# Texto proporcionado
---

Nada a su nombre. Ni casa ni ahorros, ni siquiera respaldo emocional. Muchos exreligiosos
han acabado en la calle o dependiendo de la caridad ajena. Sirvieron a una
institución que se nutrió de ellos, y luego fueron desechados. ¿Dónde quedó el
amor cristiano al prójimo? ¿Dónde la caridad?
Y luego están
los crímenes. Lo más horribles. La iglesia ha protegido durante décadas a
abusadores sexuales. Curas pederastas que fueron trasladados en lugar de juzgados.
Diócesis que silenciaron víctimas. Obispos que encubrieron. Papas que callaron.
Lo sabían. Muchos los sabían. Y no hicieron nada. O hicieron lo peor: proteger
a los agresores. Los casos se cuentan por miles: Irlanda, Estados Unidos, Chile,
España, Francia, México… La herida está abierta y supura el dolor. Las víctimas
siguen esperando la justicia. Las disculpas no bastan. El perdón cristino no
puede ser excusa para la impunidad.
Y si miramos
al pasado, la historia no mejora. En nombre de la fe, se organizaron cruzadas,
se quemaron herejes, se exterminaron culturas, se conquistaron territorios. La
cruz fue impuesta con sangre. Jesus hablaba de amar al enemigo. La Iglesia
bendijo espadas. La Inquisición torturó en nombre de Dios. La colonización
borró lenguas, dioses y pueblos enteros en nombre de la conversión. ¿Evangelizar?
¿O dominar?

---

# Material extraído
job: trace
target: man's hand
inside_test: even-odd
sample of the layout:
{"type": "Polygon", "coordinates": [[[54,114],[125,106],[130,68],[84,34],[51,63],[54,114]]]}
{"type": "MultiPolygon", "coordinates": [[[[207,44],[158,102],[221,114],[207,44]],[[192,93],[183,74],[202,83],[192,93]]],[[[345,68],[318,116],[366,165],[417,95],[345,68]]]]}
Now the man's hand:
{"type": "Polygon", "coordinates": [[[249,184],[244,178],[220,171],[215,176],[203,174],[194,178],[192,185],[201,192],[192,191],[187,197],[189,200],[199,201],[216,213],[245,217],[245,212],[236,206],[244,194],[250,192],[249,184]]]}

---

# Tareas a realizar
a: Según el texto sobre la Iglesia, ¿qué se hizo con los curas pederastas en lugar de juzgarlos?
b: Enumera los países que el texto sobre la Iglesia nombra como lugares donde se cuentan los casos de abusos.
c: Prolonga el texto sobre la Iglesia a partir de su última frase.

# Resultados
a: Fueron trasladados.

b: Irlanda, Estados Unidos, Chile, España, Francia y México.

c:
Todo esto se
sostiene sobre una versión oficial de Jesús que la Iglesia canonizó a su
medida. Pero hay otros textos. Evangelios que quedaron fueran del canon. Son
los llamados evangelios apócrifos. En ellos aparece un Jesús más libre, más
humano, más profundo. En el Evangelio de Tomás, por ejemplo, Jesús dice: “El
Reino está dentro de vosotros y fuera de vosotros. Cuando os conozcáis a
vosotros mismo, entonces seréis conocidos”. Es un mensaje que habla de
espiritualidad interior, sin templos, ni jerarquías, sin necesidad de
intermediarios. En el Evangelio de Felipe leemos: “La verdad no vino al mundo
desnuda, sino vestida en símbolos e imágenes”. Y quizás por eso la Iglesia se
quedó con los símbolos… y olvidó la verdad. Estos textos no fueron aceptados
por la Iglesia porque desestabiliza su poder. Porque muestran a un Cristo que
no necesita instituciones, dogmas ni jerarquías. Y eso no conviene cuando uno
ha construido un imperio.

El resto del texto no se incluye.